start Extracted entries

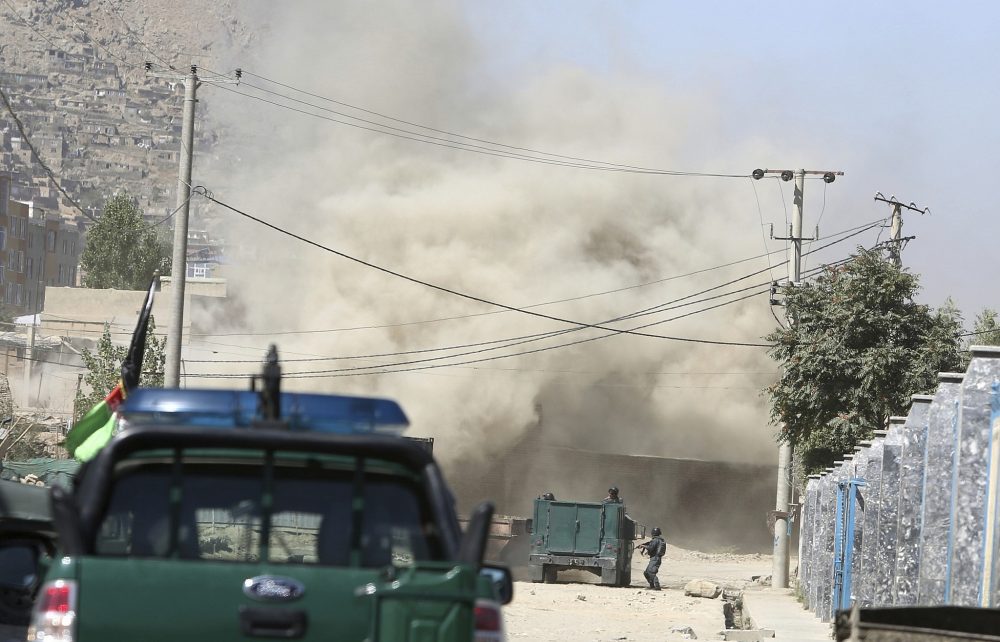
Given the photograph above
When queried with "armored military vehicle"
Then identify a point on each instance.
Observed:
(595, 537)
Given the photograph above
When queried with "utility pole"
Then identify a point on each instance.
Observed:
(178, 271)
(783, 493)
(896, 226)
(29, 357)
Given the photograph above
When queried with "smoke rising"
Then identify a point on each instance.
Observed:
(516, 232)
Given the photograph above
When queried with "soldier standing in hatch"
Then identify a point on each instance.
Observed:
(655, 548)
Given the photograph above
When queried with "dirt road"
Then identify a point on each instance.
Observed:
(575, 609)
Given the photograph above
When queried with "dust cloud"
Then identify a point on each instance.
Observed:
(516, 232)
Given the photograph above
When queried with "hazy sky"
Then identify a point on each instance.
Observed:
(901, 96)
(900, 103)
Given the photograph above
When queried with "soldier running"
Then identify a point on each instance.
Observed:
(655, 548)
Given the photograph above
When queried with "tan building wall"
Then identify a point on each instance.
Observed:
(82, 312)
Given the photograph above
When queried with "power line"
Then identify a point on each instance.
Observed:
(475, 144)
(451, 291)
(373, 369)
(136, 38)
(481, 314)
(382, 368)
(38, 157)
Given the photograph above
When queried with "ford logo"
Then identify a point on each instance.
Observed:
(272, 588)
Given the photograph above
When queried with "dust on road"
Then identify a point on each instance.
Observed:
(576, 609)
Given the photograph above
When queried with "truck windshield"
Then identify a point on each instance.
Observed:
(280, 509)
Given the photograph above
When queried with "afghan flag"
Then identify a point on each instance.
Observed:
(95, 429)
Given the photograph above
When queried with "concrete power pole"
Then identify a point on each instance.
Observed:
(178, 272)
(783, 494)
(896, 226)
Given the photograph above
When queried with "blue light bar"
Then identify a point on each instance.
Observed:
(240, 408)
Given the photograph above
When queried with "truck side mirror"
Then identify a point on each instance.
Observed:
(67, 522)
(502, 581)
(473, 546)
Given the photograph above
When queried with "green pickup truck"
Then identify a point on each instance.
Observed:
(232, 515)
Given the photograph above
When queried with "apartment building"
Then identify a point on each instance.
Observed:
(37, 249)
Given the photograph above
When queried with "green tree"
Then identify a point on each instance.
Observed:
(104, 367)
(986, 329)
(121, 251)
(859, 348)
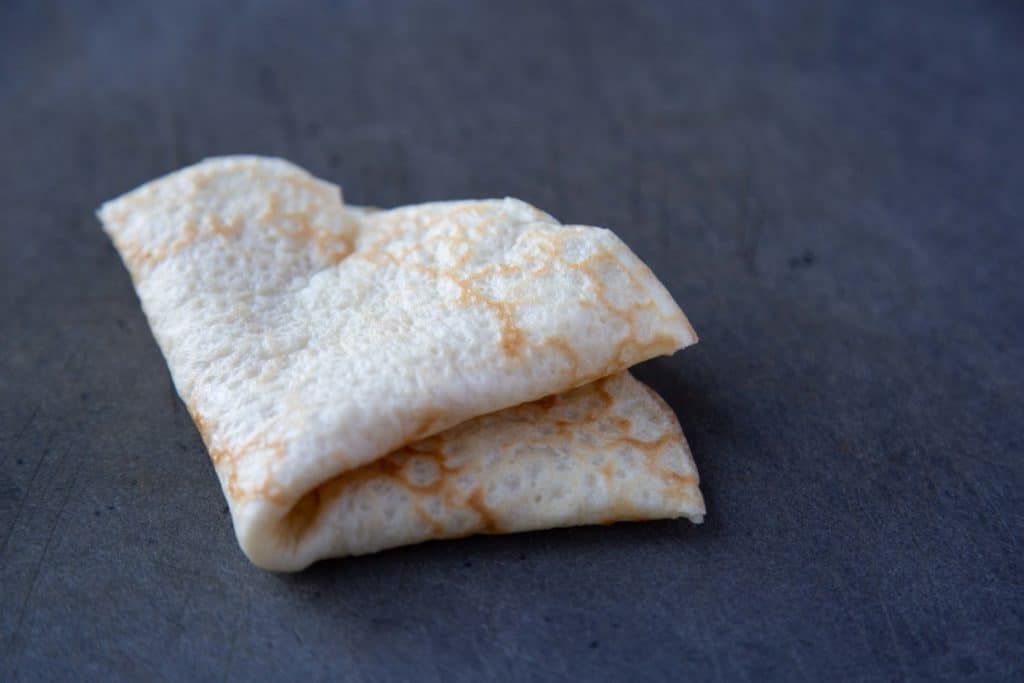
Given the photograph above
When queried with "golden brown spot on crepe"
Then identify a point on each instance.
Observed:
(488, 523)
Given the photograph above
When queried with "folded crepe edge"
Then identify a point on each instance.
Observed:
(343, 516)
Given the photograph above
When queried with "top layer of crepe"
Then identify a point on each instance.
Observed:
(308, 339)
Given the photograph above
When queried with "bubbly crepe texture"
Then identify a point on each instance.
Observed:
(309, 340)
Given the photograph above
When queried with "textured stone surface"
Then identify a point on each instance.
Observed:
(833, 193)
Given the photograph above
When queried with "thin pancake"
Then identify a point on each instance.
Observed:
(308, 340)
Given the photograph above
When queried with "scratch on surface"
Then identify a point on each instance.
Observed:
(42, 555)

end Extracted entries

Copy out all the data without changing anything, and drop the pictures.

_The result_
Given the photograph above
When queried with "armored military vehicle"
Then identify a point on each instance.
Observed:
(595, 537)
Given the photograph above
When queried with "utility pole"
Then identify a point on each instance.
Observed:
(178, 271)
(783, 493)
(896, 226)
(29, 357)
Given the photograph above
When queried with "smoke rising"
Then identify a point on each instance.
Observed:
(516, 232)
Given the photograph above
When queried with "soldier standing in hatch"
Then identify a point on each instance.
Observed:
(655, 548)
Given the photograph above
When queried with "dirt road"
Then identify a point on each instance.
Observed:
(575, 609)
Given the photograph above
When queried with "dust cloud"
Then identify a point on each instance.
Observed:
(516, 232)
Given the photograph above
When queried with "hazy sky"
Then identify a point on each instance.
Observed:
(901, 96)
(900, 103)
Given the photograph above
When queried with "soldier running"
Then identify a point on each instance.
Observed:
(655, 548)
Given the photograph above
When queried with "tan building wall"
Then identify a point on each instance.
Observed:
(82, 312)
Given the photograph above
When queried with "power line"
Then identify a point on each instance.
Observed:
(475, 144)
(451, 291)
(373, 369)
(136, 38)
(481, 314)
(382, 368)
(38, 157)
Given the photograph above
When queried with "ford logo"
Then identify a point on each instance.
Observed:
(272, 588)
Given the photograph above
When queried with "dust on road"
Then identify a point on each instance.
Observed:
(576, 609)
Given the photograph above
When queried with "truck windshield"
Then identify a point on each instance.
Observed:
(280, 509)
Given the photograph above
When queried with "afghan flag"
Then identify a point on each instance.
Observed:
(95, 429)
Given the photograph above
When queried with "concrete power pole"
Then identify a point on each instance.
Observed:
(178, 272)
(783, 494)
(896, 226)
Given the photograph above
When queried with "blue light bar"
Then identify a point on each instance.
Observed:
(240, 408)
Given the photograph above
When queried with "truck side mirror"
Then identify a point on each instance.
Observed:
(67, 522)
(502, 581)
(473, 546)
Given the photograph above
When queried with "green pickup truck"
Then identify a point on each instance.
Observed:
(232, 515)
Given the photograph above
When queried with "apartment building"
Then identify a point on each instance.
Observed:
(37, 249)
Given the photograph above
When queried with "green tree"
Then identify a point on each instance.
Observed:
(104, 367)
(986, 329)
(121, 251)
(859, 348)
Given the photograph above
When queried with "golden brown spot on crepe"
Then identify a point on each instance.
Observed:
(488, 523)
Given the photograph above
When queried with "folded crepe edge"
Then identify a point on each instance.
Observed:
(343, 516)
Given the photograph above
When queried with "top layer of crepe"
Then identify a point on each instance.
Observed:
(308, 339)
Given the photograph above
When queried with "bubbly crepe texture"
Then identify a point on each instance.
Observed:
(309, 340)
Given the photograph above
When queried with "textured stone surface"
Then identify a point on each instance.
Observed:
(833, 193)
Given the photograph above
When queried with "thin pancake"
Then identify a point on each instance.
Observed:
(308, 340)
Given the photograph above
When queried with "scratch on surface"
Then identify a point on each instance.
Observed:
(42, 555)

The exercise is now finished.